Vragen en opdrachten:
[1] Van welke datum is de brief aan de Kamer die in de aangeleverde tekst wordt genoemd?
[2] Schrijf uit de aangeleverde tekst alles letterlijk over, vanaf "Ik onderschrijf dat" tot en met "zal worden benoemd.".
[3] Noem alle nummers die in de aangeleverde tekst als aparte regel boven een vraag staan.

Aangeleverde tekst:
━━━━━━
Deelt u de mening dat de nuance tussen een registratie als verdachte en een strafrechtelijke veroordeling essentieel is binnen onze rechtsstaat? Bent u bereid in de toekomst te waken dat deze nuance wel duidelijk wordt gemaakt?

Antwoord

Ik onderschrijf dat er een essentieel verschil is tussen een registratie als verdachte en een strafrechtelijke veroordeling. Zonder vooruit te lopen op hoe de informatievoorziening aan uw Kamer op dit punt vorm gegeven zal worden, zeg ik in algemene zin toe dat bij de presentatie van cijfers deze nuance zal worden benoemd.

16.

Wordt deze casus geëvalueerd op het ministerie van Justitie en Veiligheid? Zo nee, waarom niet? Zo ja, op welke wijze en door wie?

In combinatie met antwoord op vragen 1 t/m 10.

17.

Welke lering trekt u uit deze kwestie?

In combinatie met antwoorden op vragen 1 t/m 10.

Antwoord vragen 17 en 18

Zoals ik heb aangegeven in mijn brief aan uw Kamer van 1 juli 2019 vindt op dit moment een evaluatie plaats van het proces van voorbereiding en besluitvorming dat heeft geleid tot incidentenoverzicht in de Rapportage Vreemdelingenketen 2018. Nadat deze evaluatie is afgerond zal ik uw Kamer informeren.

18.

In hoeverre heeft u het idee dat het programma JenV Verandert daadwerkelijk een succesvolle verandering in uw ministerie teweeg brengt en waaruit blijkt dat? Welke verbeterpunten ziet u? Hoe verhoudt uw antwoord zich tot deze kwestie?

19.

Wat doet u teneinde ervoor te zorgen dat het programma JenV Verandert succesvol wordt uitgevoerd en de cultuur van het ministerie van Justitie en Veiligheid wordt verbeterd?
━━━━━━
Aangeleverde gegevens:
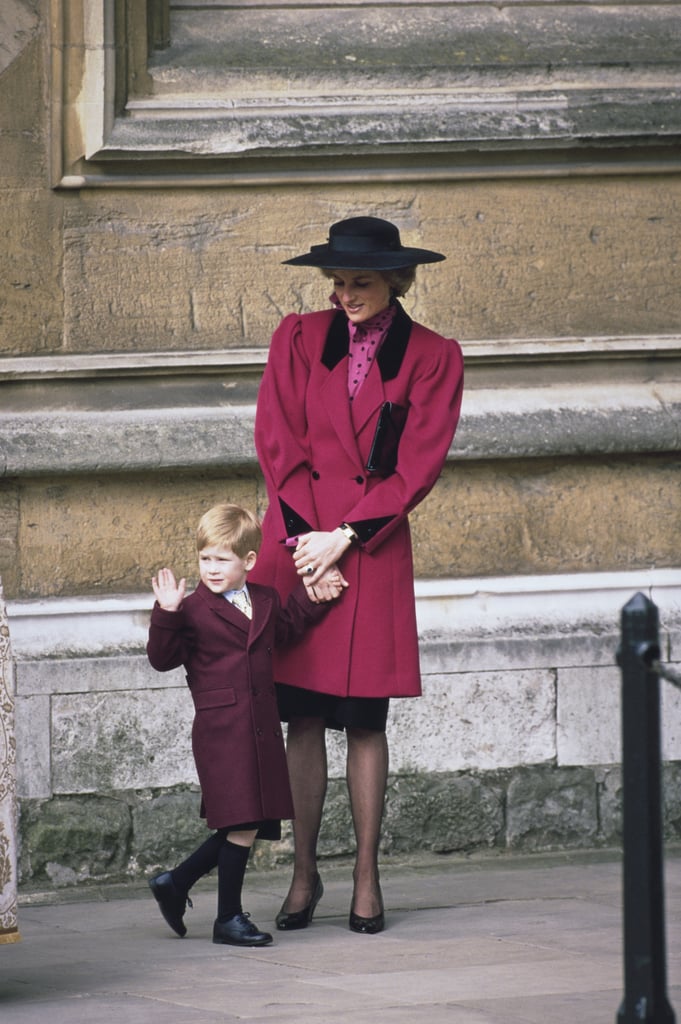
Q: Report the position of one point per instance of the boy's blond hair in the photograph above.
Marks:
(230, 526)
━━━━━━
Verwachte resultaten:
[1] 1 juli 2019

[2]
Ik onderschrijf dat er een essentieel verschil is tussen een registratie als verdachte en een strafrechtelijke veroordeling. Zonder vooruit te lopen op hoe de informatievoorziening aan uw Kamer op dit punt vorm gegeven zal worden, zeg ik in algemene zin toe dat bij de presentatie van cijfers deze nuance zal worden benoemd.

[3] 16, 17, 18, 19